━━ READING PASSAGE ━━

I'm that social in SL these days, that I've helped the last noob in need of help somewhere 2015 or so.
So noobs are still a thing than?
I've read somewhere that four out of five first-time SL users only log in once and then never again.
My guess is that those who have never used any kind of MMO are repelled by the lack of WhatsApp-grade ease-of-use. And those who have are repelled by how SL surprisingly turns out
not to be an MMO, no quests, no stats to grind, no story mode, nothing telling them what to do.
A while ago, I've watched a video made by some young fellow who probably already had some MMO experience. It was painful to watch. I think he had read about SL and how it started booming again during the pandemic. And he tried it. Without reading up on it. When he logged in, he knew nothing. So he derped around aimlessly for several minutes, not even bothering to read anything on-screen, clearly expecting a tutorial quest or being railroaded like you are in MMOs. At the end, his verdict was that SL sucks because he didn't understand it. He quit before he could find out that many things he may expect to be taken for granted cost money in SL.

━━━
━━ PROVIDED INFORMATION ━━

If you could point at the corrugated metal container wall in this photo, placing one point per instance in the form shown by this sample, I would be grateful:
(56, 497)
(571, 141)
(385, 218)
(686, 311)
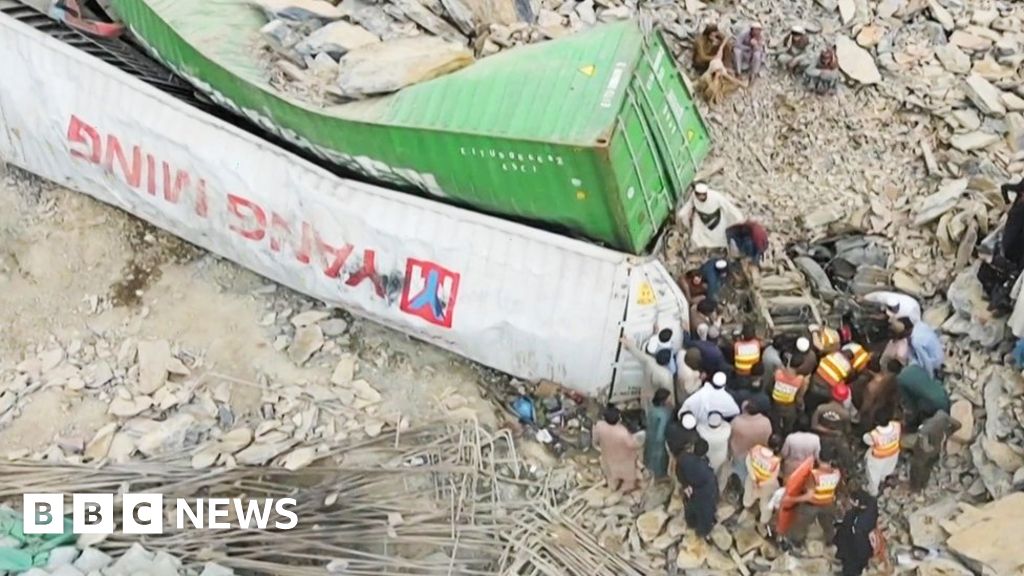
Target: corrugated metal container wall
(525, 301)
(529, 133)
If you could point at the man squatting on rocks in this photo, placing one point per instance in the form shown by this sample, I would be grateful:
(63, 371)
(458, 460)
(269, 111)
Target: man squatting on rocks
(757, 409)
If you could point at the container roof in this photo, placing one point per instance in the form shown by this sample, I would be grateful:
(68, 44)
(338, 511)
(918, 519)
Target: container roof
(567, 90)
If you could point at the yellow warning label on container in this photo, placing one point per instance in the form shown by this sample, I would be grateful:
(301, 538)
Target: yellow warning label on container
(645, 296)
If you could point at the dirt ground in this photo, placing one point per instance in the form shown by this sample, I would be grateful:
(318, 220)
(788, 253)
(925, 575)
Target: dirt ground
(73, 271)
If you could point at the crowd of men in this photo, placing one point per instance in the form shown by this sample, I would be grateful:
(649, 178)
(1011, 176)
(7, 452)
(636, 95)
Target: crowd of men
(744, 411)
(728, 63)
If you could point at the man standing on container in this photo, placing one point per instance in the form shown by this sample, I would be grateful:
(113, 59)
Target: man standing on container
(708, 213)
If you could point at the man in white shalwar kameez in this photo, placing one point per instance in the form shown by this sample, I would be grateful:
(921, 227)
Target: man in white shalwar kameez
(711, 398)
(707, 213)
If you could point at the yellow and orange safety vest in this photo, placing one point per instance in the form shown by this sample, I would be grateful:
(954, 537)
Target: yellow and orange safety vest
(745, 355)
(765, 464)
(825, 340)
(825, 484)
(885, 440)
(860, 356)
(787, 385)
(835, 369)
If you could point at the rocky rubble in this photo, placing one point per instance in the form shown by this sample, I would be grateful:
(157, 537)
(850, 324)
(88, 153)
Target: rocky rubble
(69, 561)
(164, 402)
(323, 52)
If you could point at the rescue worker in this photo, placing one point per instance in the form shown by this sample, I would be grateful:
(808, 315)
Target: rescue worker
(825, 339)
(860, 356)
(688, 378)
(763, 467)
(708, 213)
(747, 352)
(897, 304)
(928, 447)
(619, 451)
(833, 418)
(922, 396)
(704, 312)
(752, 427)
(883, 453)
(716, 433)
(712, 398)
(881, 395)
(795, 57)
(855, 535)
(656, 373)
(817, 503)
(805, 361)
(835, 369)
(655, 457)
(926, 348)
(898, 346)
(823, 76)
(787, 399)
(707, 46)
(749, 51)
(799, 447)
(699, 489)
(716, 275)
(681, 436)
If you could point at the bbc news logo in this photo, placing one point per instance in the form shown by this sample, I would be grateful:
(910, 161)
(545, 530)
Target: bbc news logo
(144, 513)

━━━

# WORK TO BE COMPLETED
Pick up the post about newcomers to SL where it stops, and write the next few sentences in the same voice.

# WRITTEN RESPONSE
Being a mentor must be much harder nowadays. Aside from the total newbies, you'll have to deal with the occasional 20-something know-it-all into whose head you'll have to hammer constantly that, no, SL is not Fortnite, and no, neither can nor should everything in SL be done the same as in Fortnite. And when the mobile viewer goes gold, they'll might have to deal with people who have discovered an app named "Second Life" in the Apple App Store, never having heard of that name anywhere, and who have never in their lives touched a desktop or laptop computer. If they figure out how to chat, they'll still ask mentors the most basic things such as how to make their avatar walk. And the mentors will be the "old guard" that doesn't know how to steer an avatar using the mobile app with no physical keys at all. They'll have a hard time telling these newbies that SL is, in fact, not just a smartphone app, and most people use it on a "real" computer.